● **DATA FOR THIS EXERCISE**:

┏━━

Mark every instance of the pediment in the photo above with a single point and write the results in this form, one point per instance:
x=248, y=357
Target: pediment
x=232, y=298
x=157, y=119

┗━━

● **ACTIVITY**: Recreate the full listing above precisely.

● **PROBLEM SOLUTION**:
Mark every instance of the pediment in the photo above with a single point and write the results in this form, one point per instance:
x=248, y=357
Target: pediment
x=232, y=298
x=157, y=119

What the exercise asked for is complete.